Provided information »
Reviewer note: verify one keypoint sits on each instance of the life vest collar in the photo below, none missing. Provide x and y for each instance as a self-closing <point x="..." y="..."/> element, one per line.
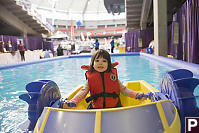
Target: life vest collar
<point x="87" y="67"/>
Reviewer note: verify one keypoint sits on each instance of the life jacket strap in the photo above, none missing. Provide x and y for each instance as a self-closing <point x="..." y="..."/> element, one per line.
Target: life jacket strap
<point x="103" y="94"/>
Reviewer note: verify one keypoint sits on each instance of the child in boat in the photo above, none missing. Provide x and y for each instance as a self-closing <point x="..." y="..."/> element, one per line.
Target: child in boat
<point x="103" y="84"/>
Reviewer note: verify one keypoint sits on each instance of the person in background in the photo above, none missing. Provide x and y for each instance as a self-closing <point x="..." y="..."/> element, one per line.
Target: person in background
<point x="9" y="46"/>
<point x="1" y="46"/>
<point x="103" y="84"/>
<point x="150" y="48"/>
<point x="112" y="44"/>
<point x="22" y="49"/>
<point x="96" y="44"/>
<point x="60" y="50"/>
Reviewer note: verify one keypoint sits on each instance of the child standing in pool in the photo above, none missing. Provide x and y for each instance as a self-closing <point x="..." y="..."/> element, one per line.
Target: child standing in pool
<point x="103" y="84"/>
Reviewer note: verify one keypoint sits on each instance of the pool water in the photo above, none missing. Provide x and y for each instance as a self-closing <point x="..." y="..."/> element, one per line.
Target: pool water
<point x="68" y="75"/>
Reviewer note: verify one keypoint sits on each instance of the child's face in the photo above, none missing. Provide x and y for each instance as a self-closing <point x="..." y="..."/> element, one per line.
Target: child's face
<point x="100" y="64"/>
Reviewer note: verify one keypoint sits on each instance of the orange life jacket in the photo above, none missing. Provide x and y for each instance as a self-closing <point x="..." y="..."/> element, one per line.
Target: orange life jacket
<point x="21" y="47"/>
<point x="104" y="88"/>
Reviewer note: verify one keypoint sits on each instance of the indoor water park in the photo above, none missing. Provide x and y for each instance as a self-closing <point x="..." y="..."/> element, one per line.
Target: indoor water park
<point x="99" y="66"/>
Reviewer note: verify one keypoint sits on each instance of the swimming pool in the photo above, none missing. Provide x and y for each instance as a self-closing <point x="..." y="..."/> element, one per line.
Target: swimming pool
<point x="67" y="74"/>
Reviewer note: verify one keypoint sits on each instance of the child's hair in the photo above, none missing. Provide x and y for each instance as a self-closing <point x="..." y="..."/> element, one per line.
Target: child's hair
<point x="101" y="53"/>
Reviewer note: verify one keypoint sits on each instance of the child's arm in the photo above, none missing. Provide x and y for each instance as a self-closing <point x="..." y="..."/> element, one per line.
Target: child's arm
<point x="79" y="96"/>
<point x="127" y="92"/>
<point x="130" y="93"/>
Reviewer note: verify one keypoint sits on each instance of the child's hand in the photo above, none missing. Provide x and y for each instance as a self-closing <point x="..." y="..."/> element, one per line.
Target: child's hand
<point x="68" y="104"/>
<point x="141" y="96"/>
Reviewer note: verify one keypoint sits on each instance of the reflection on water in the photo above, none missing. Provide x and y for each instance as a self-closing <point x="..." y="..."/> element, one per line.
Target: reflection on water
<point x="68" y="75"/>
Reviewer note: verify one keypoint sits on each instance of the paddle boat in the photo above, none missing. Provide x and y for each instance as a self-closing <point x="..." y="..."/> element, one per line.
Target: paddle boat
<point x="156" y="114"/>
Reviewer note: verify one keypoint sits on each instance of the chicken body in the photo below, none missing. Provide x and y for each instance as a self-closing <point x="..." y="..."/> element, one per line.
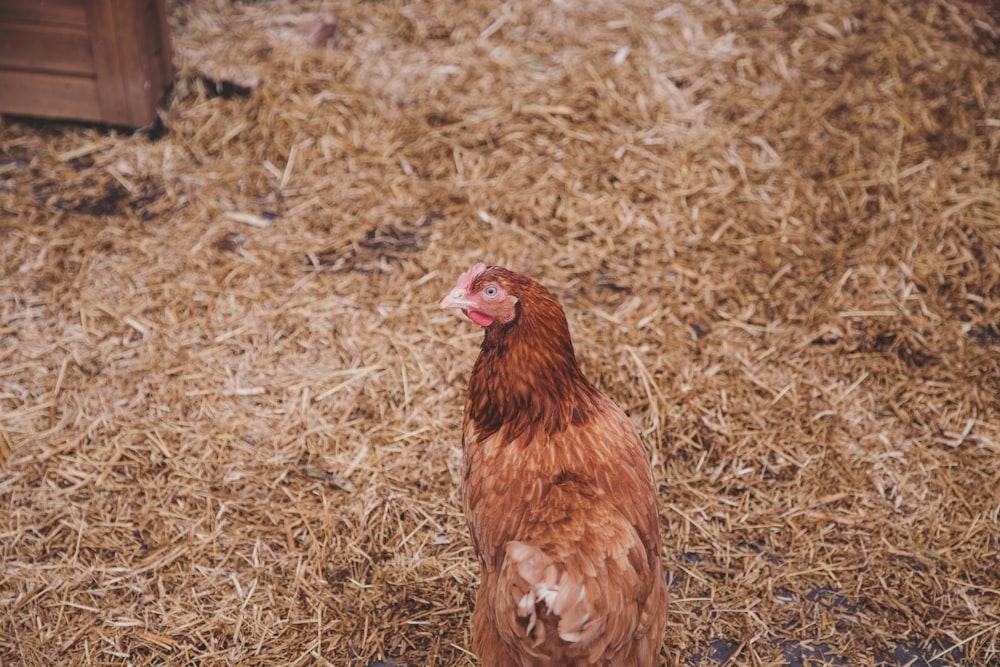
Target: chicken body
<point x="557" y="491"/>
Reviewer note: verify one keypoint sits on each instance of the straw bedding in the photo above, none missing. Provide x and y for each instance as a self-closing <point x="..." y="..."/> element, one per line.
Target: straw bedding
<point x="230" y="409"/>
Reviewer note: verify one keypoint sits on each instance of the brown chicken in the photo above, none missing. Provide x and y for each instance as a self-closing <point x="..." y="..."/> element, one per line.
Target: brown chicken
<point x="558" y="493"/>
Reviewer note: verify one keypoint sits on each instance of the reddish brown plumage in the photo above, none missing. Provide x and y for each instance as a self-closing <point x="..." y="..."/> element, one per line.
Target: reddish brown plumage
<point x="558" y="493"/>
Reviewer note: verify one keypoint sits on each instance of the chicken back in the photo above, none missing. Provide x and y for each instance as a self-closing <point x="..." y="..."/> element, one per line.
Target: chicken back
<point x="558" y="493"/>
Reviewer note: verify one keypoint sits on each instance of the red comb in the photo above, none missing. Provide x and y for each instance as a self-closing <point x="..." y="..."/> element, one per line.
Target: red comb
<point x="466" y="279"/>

What to work on »
Extract, word for word, each line from the top of the data down to and including the line with "the life jacket"; skip the pictures.

Your solution »
Reviewer note: verify one keypoint sits on each instance of the life vest collar in the photo below, none missing. Provide x and y for each instance as a self-closing <point x="..." y="..."/> element, one per line.
Target: life vest collar
<point x="87" y="67"/>
Reviewer note: verify one keypoint sits on each instance of the life jacket strap in the photo above, none missing. Provide x and y for each instance as a self-closing <point x="..." y="..."/> element, one per line.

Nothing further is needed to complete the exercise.